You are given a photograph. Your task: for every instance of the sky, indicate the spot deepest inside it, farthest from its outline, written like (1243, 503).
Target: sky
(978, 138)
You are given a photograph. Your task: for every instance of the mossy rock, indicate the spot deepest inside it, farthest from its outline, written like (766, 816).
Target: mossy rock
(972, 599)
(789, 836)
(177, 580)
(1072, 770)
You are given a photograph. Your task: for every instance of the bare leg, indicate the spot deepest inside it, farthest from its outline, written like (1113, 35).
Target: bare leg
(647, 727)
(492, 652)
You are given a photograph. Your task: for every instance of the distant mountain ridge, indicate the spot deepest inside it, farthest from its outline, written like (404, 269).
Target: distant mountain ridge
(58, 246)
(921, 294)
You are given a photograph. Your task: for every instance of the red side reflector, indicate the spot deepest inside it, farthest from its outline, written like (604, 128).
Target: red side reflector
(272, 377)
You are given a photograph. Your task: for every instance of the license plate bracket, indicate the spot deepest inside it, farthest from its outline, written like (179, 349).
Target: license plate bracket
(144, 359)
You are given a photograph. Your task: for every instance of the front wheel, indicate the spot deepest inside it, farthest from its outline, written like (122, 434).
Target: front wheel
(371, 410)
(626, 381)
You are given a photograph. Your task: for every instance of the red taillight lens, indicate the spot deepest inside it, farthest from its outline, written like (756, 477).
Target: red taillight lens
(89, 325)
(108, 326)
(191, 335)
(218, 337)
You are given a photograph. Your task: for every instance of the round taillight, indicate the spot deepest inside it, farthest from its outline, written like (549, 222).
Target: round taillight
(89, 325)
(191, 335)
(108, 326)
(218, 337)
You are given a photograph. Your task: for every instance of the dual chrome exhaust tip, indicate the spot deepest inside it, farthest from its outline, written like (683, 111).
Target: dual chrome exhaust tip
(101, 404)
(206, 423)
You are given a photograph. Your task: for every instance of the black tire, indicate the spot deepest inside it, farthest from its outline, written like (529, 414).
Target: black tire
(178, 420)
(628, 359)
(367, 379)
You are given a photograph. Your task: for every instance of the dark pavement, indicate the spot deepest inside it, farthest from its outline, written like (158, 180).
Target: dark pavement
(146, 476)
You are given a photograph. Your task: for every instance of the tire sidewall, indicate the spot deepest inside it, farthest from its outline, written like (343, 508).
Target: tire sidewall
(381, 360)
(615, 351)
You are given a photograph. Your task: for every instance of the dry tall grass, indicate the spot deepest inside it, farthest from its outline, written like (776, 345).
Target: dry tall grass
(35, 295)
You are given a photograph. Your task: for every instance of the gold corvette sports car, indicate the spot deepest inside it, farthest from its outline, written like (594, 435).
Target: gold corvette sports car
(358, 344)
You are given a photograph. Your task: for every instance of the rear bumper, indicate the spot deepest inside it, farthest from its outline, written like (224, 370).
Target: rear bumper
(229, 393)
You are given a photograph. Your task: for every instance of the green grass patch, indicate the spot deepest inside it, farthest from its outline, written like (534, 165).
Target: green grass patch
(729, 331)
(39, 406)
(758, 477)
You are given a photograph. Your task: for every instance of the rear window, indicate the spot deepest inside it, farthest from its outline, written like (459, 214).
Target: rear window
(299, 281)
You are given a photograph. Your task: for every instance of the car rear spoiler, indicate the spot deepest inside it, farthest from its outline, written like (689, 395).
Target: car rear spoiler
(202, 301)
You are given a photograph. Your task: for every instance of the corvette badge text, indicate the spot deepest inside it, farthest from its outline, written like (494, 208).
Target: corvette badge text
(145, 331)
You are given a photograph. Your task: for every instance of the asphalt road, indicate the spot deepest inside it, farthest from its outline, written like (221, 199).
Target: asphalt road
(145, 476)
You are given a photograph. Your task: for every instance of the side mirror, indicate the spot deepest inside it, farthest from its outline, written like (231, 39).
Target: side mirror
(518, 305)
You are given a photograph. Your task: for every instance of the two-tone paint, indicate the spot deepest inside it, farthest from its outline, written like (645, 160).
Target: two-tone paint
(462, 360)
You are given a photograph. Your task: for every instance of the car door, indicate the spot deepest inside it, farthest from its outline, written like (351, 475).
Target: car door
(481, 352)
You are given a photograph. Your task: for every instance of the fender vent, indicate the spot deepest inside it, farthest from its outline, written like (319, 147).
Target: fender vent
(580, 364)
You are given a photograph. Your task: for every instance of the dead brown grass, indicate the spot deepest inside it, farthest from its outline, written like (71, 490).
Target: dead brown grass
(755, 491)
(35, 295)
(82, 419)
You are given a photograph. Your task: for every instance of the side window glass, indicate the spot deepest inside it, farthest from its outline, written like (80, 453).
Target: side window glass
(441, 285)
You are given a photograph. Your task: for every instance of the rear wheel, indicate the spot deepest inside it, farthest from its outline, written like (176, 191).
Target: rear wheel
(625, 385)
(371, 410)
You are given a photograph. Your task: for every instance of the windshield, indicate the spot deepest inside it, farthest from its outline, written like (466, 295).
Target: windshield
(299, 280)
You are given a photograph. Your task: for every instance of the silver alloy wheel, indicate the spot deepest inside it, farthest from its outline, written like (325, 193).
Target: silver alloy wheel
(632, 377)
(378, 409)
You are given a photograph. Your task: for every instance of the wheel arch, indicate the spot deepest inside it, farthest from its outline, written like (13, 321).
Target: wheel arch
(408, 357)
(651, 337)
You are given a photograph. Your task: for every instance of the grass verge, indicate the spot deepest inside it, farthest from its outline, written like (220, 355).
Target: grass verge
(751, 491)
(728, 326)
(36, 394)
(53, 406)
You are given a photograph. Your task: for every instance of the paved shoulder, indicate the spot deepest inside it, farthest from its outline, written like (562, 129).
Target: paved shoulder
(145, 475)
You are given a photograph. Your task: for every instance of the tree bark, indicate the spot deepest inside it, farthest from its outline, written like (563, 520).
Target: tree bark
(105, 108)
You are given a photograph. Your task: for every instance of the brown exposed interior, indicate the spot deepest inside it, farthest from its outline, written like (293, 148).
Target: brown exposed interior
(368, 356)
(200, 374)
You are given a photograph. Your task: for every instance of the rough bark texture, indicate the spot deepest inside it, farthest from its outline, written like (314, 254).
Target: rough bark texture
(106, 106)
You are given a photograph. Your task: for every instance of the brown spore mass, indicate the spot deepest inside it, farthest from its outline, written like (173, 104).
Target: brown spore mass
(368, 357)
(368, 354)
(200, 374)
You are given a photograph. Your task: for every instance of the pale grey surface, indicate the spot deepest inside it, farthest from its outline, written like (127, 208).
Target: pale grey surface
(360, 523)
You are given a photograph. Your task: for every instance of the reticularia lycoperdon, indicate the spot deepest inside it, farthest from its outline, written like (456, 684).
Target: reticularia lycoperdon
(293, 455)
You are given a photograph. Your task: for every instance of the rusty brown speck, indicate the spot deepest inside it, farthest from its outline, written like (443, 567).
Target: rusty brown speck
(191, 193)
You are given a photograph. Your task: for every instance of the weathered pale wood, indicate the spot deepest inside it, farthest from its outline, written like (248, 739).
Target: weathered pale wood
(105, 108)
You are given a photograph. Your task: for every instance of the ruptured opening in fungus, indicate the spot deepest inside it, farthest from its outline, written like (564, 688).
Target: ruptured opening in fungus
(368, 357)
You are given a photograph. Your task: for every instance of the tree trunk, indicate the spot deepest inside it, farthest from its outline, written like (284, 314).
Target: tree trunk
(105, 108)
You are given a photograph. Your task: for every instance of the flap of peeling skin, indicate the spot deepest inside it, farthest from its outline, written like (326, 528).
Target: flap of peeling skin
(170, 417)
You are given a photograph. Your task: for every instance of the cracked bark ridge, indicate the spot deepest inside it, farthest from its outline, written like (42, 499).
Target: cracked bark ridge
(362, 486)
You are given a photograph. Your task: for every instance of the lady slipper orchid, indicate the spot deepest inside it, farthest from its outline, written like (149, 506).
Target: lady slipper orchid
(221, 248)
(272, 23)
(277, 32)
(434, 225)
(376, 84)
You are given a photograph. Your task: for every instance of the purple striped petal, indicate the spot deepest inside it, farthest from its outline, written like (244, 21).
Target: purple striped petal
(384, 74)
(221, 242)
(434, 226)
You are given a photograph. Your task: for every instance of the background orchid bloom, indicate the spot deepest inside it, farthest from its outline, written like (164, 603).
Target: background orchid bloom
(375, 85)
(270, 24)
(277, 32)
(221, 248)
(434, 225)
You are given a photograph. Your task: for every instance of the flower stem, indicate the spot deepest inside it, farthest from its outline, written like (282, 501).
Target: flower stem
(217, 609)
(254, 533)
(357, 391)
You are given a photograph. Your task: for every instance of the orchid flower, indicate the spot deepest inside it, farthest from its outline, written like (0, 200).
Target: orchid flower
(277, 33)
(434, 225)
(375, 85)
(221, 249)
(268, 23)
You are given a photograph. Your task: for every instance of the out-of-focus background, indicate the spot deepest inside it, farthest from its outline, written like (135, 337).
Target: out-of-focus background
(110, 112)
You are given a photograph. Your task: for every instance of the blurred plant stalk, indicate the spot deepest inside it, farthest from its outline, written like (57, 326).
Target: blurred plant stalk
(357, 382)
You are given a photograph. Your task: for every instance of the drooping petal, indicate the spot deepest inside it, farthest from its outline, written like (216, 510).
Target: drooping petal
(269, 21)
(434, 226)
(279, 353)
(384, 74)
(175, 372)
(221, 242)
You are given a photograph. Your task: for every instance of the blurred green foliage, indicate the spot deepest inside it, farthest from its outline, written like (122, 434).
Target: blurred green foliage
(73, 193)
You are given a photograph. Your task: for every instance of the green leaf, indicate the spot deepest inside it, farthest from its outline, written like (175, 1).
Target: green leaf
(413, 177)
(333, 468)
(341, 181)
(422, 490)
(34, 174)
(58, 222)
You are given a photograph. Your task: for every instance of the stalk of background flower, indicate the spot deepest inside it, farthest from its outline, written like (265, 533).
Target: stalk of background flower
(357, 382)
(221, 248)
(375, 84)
○ ○ ○ ○
The exact lines of the material above starting at the one that contains "Target: silver alloy wheel" and ending at the one that contains "like (563, 520)." are what to retype; leave out everything else.

> _REPLY_:
Target: silver alloy wheel
(632, 377)
(378, 409)
You are given a photograph. Your task: for every instance of the wheel arch, indicate the spot deepest inside it, farthest from its outline, written like (13, 321).
Target: wheel arch
(408, 357)
(651, 337)
You are given a photograph. Your task: for every instance of the grass verge, indicate the spot deepest inside it, farthest from its outline, written like (220, 355).
Target: grass verge
(751, 491)
(728, 326)
(36, 394)
(53, 406)
You are given a photograph. Your task: for every instance of the paved shoulder, indicate the spot deepest inside it, farthest from its outline, written like (562, 129).
Target: paved shoulder
(145, 475)
You are given a photograph. Your task: for every instance of the tree bark, indicate the spot deepest inside it, farthest from its outline, written like (563, 520).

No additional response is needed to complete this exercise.